━━━ Supplied data ━━━
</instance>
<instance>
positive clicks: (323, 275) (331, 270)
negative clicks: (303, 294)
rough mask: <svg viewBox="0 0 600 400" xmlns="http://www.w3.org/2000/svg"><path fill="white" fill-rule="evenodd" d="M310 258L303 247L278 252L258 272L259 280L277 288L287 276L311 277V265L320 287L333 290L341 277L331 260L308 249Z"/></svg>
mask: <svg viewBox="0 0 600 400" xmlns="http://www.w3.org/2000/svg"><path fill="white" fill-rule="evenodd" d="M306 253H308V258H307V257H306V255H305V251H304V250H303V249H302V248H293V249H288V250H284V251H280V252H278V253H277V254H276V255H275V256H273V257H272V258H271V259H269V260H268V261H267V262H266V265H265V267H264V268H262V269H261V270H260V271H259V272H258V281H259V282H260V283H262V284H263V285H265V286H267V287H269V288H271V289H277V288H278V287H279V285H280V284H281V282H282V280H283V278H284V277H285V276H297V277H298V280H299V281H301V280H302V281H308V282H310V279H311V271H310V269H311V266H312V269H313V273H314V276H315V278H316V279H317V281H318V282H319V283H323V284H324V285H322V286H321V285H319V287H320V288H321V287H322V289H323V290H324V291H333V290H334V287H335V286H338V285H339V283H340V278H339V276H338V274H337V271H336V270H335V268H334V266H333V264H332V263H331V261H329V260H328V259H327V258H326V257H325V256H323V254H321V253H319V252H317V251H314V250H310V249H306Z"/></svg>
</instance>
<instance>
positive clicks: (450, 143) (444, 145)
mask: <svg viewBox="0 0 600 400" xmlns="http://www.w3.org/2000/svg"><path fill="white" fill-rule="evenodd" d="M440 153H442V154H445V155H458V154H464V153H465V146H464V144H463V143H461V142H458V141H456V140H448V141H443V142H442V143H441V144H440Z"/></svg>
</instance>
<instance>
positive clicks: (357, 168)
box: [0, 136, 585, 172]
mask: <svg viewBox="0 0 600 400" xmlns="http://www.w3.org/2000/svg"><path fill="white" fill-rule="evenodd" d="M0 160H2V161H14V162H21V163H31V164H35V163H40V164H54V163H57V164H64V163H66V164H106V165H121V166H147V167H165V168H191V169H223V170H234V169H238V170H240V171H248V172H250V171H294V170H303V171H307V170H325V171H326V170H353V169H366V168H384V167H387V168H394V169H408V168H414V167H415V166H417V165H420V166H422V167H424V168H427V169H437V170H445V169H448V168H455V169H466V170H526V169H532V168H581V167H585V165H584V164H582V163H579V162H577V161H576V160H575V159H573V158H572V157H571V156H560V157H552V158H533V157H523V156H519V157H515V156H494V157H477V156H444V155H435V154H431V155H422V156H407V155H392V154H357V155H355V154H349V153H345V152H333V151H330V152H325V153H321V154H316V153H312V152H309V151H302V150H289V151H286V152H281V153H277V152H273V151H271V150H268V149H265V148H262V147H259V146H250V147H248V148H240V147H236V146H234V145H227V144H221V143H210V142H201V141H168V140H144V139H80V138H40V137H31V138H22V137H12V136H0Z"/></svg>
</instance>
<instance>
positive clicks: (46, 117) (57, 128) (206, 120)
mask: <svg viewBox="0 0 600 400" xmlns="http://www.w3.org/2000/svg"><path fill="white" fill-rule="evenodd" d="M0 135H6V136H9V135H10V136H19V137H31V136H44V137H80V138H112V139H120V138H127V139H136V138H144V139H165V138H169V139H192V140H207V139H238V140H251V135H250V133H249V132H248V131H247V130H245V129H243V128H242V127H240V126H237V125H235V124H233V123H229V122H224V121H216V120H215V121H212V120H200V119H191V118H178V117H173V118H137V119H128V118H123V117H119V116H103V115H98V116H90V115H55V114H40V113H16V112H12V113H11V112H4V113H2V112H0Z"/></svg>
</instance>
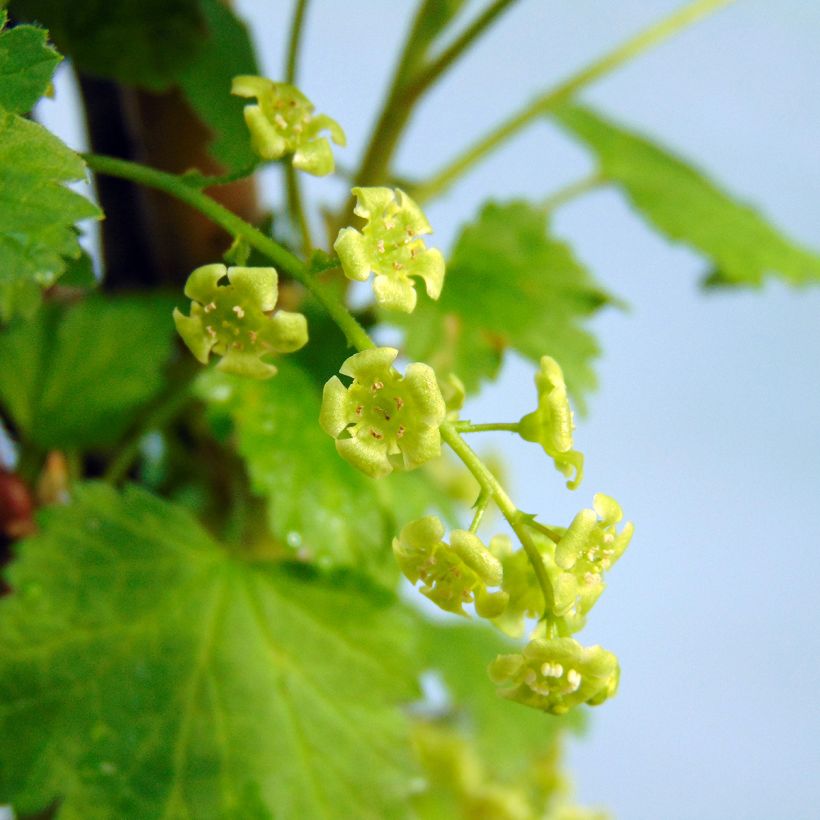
━━━
§ **Task**: When you transcribe these entries, keep every word exact and drop the pictures.

§ **Response below**:
</instance>
<instance>
positive clicks: (323, 275) (331, 270)
negative clicks: (303, 294)
rough mask: <svg viewBox="0 0 600 400" xmlns="http://www.w3.org/2000/svg"><path fill="white" fill-rule="evenodd" d="M310 258L303 247L278 252L258 272L259 280L277 288L287 276L311 277V265L320 287L333 290L341 277L331 260L308 249Z"/></svg>
mask: <svg viewBox="0 0 600 400" xmlns="http://www.w3.org/2000/svg"><path fill="white" fill-rule="evenodd" d="M306 253H308V258H307V257H306V255H305V251H304V250H303V249H302V248H293V249H288V250H284V251H280V252H278V253H277V254H276V255H275V256H273V257H272V258H271V259H269V260H268V261H267V262H266V265H265V267H264V268H262V269H261V270H260V271H259V272H258V281H259V282H260V283H262V284H263V285H265V286H267V287H269V288H271V289H277V288H278V287H279V285H280V284H281V282H282V280H283V278H284V277H285V276H297V277H298V280H299V281H301V280H302V281H308V282H310V279H311V271H310V269H311V266H312V269H313V273H314V276H315V278H316V279H317V281H318V282H319V283H323V284H324V285H322V286H321V285H319V287H320V288H321V287H322V289H323V290H324V291H333V290H334V287H335V286H338V285H339V283H340V278H339V276H338V274H337V271H336V270H335V268H334V266H333V264H332V263H331V261H329V260H328V259H327V258H326V257H325V256H323V254H321V253H319V252H317V251H314V250H310V249H306Z"/></svg>
</instance>
<instance>
positive clicks: (450, 143) (444, 145)
mask: <svg viewBox="0 0 600 400" xmlns="http://www.w3.org/2000/svg"><path fill="white" fill-rule="evenodd" d="M440 153H442V154H445V155H458V154H464V153H465V146H464V144H463V143H461V142H458V141H456V140H448V141H443V142H442V143H441V144H440Z"/></svg>
</instance>
<instance>
positive clicks: (357, 168)
box: [0, 136, 585, 172]
mask: <svg viewBox="0 0 600 400" xmlns="http://www.w3.org/2000/svg"><path fill="white" fill-rule="evenodd" d="M0 160H2V161H14V162H21V163H31V164H35V163H40V164H54V163H57V164H64V163H66V164H106V165H121V166H147V167H165V168H191V169H223V170H234V169H238V170H240V171H248V172H250V171H294V170H303V171H307V170H325V171H326V170H353V169H366V168H384V167H387V168H394V169H408V168H414V167H415V166H417V165H420V166H422V167H424V168H427V169H437V170H445V169H448V168H455V169H466V170H526V169H532V168H581V167H585V165H584V164H582V163H579V162H577V161H576V160H575V159H573V158H572V157H571V156H560V157H552V158H533V157H523V156H519V157H515V156H494V157H477V156H444V155H435V154H431V155H422V156H407V155H392V154H357V155H355V154H349V153H345V152H333V151H330V152H325V153H321V154H316V153H312V152H309V151H302V150H289V151H286V152H281V153H277V152H273V151H271V150H268V149H265V148H262V147H259V146H250V147H248V148H240V147H236V146H234V145H227V144H221V143H210V142H201V141H168V140H144V139H80V138H40V137H31V138H22V137H12V136H0Z"/></svg>
</instance>
<instance>
positive clicks: (46, 117) (57, 128) (206, 120)
mask: <svg viewBox="0 0 600 400" xmlns="http://www.w3.org/2000/svg"><path fill="white" fill-rule="evenodd" d="M0 135H6V136H9V135H10V136H19V137H31V136H44V137H80V138H112V139H120V138H127V139H136V138H144V139H165V138H169V139H192V140H207V139H238V140H251V135H250V133H249V132H248V131H247V130H245V129H243V128H242V127H240V126H237V125H235V124H233V123H229V122H224V121H216V120H215V121H212V120H200V119H191V118H178V117H173V118H137V119H128V118H123V117H119V116H103V115H98V116H90V115H55V114H40V113H16V112H12V113H11V112H4V113H2V112H0Z"/></svg>
</instance>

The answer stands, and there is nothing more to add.